◆ **Requirements**:
Turn every line of the listing below into a numbered list, dropping any blank lines.

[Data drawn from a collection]
+ + + +

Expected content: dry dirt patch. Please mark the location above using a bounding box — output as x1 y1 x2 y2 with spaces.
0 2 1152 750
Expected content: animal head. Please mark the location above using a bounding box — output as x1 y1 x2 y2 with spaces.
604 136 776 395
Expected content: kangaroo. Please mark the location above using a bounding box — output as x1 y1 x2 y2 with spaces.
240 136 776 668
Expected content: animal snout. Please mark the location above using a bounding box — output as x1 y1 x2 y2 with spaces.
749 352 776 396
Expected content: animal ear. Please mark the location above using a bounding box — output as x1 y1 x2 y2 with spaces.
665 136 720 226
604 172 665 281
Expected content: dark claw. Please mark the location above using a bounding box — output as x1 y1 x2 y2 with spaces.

+ + + +

◆ **Task answer**:
1. Expected content: dry dirt patch. Please mark the location above using a bounding box — output as x1 y1 x2 y2 with spaces.
2. 0 2 1152 750
3. Expected content: animal head. Please mark the location above using a bounding box — output as x1 y1 x2 y2 with spaces.
4. 604 136 776 395
5. Expected content: kangaroo. Please mark the location above using a bounding box — output as x1 y1 x2 y2 with spaces.
6. 240 136 776 668
7. Expected content: animal snout. Please mark the location above using a bounding box — output as x1 y1 x2 y2 with spaces.
8. 749 352 776 396
9. Expected content: animal ear. Please mark the location above using a bounding box — output as x1 y1 x2 y2 with spaces.
10. 665 136 720 226
11. 604 172 665 281
12. Expected content: dark claw. Please mark the location above using a bounding box — output as x1 y1 x2 y2 with spaces.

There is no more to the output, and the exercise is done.